List of tasks:
1. Quote the part of the README that begins with "-> yields /path/to/CAV16-NiemetzPreinerBiere-artifact" and continues through "occupies ~14GB when unpacked.".
2. Please print the records word for word, starting with their first line and going on through the line with "left=622, top=426, right=639, bottom=443".

Passage given:
◆ ◆ ◆ ◆ ◆ ◆ ◆

README
==============================================================================

CAV 2016 - Artifact Evaluation

Precise and Complete Propagation Based Local Search for Satisfiability 
Modulo Theory

Aina Niemetz, Mathias Preiner, Armin Biere

==============================================================================

1 - Getting Started
------------------------------------------------------------------------------

 + Download the archive at http://fmv.jku.at/cav16/cav16-materials.7z

 + Unpack with
     7z x /path/to/cav16-materials.7z
   
   -> yields /path/to/CAV16-NiemetzPreinerBiere-artifact

 + Unpack further with
     7z x /path/to/CAV16-NiemetzPreinerBiere-artifact/cav16-benchmarks.7z
     7z x /path/to/CAV16-NiemetzPreinerBiere-artifact/runs.7z
     7z x /path/to/CAV16-NiemetzPreinerBiere-artifact/solver.7z
 
 + Build solvers according to instructions in
     /path/to/CAV16-NiemetzPreinerBiere-artifact/solvers/boolector-paig/README
     /path/to/CAV16-NiemetzPreinerBiere-artifact/solvers/boolector-pw/README


 Note that the set of benchmarks provided occupies ~14GB when unpacked.
 
 Further note that all our experiments have been run with a memory limit of
 7GB and script 'run-experiments.sh' has been set up to use this limit.
 In order to exactly reproduce our results, we therefore recommend to adjust
 the memory limit of the VM to 8GB.

◆ ◆ ◆ ◆ ◆ ◆ ◆

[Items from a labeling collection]

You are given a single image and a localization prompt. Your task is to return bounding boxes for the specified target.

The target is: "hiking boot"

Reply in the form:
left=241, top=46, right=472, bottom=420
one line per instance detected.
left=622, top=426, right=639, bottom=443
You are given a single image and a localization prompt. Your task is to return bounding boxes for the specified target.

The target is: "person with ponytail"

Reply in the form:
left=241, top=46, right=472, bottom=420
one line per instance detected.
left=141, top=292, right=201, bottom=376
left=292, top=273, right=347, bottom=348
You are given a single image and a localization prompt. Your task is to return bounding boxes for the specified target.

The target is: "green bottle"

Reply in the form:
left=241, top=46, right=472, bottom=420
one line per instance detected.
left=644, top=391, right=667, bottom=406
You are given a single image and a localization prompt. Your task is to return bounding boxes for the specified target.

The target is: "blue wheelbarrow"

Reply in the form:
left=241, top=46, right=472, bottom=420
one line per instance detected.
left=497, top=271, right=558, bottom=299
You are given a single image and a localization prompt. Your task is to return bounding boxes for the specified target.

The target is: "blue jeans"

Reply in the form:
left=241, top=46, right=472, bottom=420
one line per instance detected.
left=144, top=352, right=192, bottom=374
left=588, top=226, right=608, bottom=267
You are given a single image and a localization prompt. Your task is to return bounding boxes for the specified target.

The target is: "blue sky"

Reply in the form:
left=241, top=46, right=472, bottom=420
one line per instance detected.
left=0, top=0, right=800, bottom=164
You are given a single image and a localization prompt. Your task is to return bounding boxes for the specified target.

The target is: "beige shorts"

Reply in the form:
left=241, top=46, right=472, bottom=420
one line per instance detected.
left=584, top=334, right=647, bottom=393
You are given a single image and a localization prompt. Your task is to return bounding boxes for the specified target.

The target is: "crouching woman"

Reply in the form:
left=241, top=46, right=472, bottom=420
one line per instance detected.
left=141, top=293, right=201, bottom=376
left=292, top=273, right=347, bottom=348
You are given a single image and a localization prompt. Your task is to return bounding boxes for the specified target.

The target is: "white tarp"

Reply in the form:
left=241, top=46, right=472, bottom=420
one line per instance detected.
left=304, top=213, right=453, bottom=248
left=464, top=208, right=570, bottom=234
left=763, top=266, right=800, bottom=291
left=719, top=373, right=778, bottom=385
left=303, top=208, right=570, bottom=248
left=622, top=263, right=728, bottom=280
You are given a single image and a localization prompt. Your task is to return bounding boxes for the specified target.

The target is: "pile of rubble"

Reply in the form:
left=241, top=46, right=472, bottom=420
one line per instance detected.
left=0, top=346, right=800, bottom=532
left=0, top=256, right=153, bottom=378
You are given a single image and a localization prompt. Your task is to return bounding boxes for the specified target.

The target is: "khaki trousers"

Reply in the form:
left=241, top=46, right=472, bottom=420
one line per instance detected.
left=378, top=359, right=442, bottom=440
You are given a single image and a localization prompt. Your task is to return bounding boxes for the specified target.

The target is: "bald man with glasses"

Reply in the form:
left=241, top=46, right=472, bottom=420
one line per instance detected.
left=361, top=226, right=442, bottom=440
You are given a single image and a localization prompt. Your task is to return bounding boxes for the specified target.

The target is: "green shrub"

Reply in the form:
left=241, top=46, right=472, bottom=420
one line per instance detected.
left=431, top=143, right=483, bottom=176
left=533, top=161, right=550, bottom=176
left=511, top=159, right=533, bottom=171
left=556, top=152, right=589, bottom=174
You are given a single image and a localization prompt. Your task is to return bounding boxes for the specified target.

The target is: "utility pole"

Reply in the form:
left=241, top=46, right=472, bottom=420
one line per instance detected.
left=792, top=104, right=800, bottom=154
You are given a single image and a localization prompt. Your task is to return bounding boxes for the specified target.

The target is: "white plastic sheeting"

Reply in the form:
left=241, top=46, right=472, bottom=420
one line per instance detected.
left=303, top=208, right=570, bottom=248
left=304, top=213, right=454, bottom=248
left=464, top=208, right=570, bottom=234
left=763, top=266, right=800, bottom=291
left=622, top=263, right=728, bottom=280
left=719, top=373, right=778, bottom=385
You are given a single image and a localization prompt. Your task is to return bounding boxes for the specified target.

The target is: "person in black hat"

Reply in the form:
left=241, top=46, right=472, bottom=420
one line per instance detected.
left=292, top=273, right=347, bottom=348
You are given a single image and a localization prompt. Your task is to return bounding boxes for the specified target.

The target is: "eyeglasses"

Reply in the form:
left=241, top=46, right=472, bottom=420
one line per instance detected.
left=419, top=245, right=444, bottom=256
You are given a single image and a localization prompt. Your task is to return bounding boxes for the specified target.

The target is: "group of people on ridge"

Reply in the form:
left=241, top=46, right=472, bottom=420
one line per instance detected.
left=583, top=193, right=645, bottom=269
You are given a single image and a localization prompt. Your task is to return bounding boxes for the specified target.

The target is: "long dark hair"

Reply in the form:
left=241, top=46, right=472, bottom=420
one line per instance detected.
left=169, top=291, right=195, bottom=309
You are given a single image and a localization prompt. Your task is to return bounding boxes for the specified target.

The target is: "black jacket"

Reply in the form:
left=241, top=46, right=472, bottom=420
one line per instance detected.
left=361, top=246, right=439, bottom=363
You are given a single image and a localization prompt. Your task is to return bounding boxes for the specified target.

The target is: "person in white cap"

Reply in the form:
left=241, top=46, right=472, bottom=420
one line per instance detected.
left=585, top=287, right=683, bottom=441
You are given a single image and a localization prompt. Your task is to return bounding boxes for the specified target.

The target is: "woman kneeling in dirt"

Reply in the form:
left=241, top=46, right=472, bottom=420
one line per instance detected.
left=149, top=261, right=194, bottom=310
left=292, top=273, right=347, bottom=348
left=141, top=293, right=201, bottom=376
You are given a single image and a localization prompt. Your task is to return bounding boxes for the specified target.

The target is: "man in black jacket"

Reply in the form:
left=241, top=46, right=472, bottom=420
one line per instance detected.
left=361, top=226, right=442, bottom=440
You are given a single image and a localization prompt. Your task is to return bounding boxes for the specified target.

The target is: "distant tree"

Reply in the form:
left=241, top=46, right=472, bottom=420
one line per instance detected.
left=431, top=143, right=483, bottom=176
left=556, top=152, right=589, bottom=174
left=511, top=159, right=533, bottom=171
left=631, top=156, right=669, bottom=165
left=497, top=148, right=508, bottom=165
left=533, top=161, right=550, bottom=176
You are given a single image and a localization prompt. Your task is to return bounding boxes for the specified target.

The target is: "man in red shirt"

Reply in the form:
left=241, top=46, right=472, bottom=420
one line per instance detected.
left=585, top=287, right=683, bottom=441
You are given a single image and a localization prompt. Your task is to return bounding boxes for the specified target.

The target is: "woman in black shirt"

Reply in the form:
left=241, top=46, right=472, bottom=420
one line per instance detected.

◆ ◆ ◆ ◆ ◆ ◆ ◆

Answers per task:
1.
-> yields /path/to/CAV16-NiemetzPreinerBiere-artifact

 + Unpack further with
     7z x /path/to/CAV16-NiemetzPreinerBiere-artifact/cav16-benchmarks.7z
     7z x /path/to/CAV16-NiemetzPreinerBiere-artifact/runs.7z
     7z x /path/to/CAV16-NiemetzPreinerBiere-artifact/solver.7z
 
 + Build solvers according to instructions in
     /path/to/CAV16-NiemetzPreinerBiere-artifact/solvers/boolector-paig/README
     /path/to/CAV16-NiemetzPreinerBiere-artifact/solvers/boolector-pw/README


 Note that the set of benchmarks provided occupies ~14GB when unpacked.

2.
You are given a single image and a localization prompt. Your task is to return bounding boxes for the specified target.

The target is: "hiking boot"

Reply in the form:
left=241, top=46, right=472, bottom=420
one line per instance detected.
left=622, top=426, right=639, bottom=443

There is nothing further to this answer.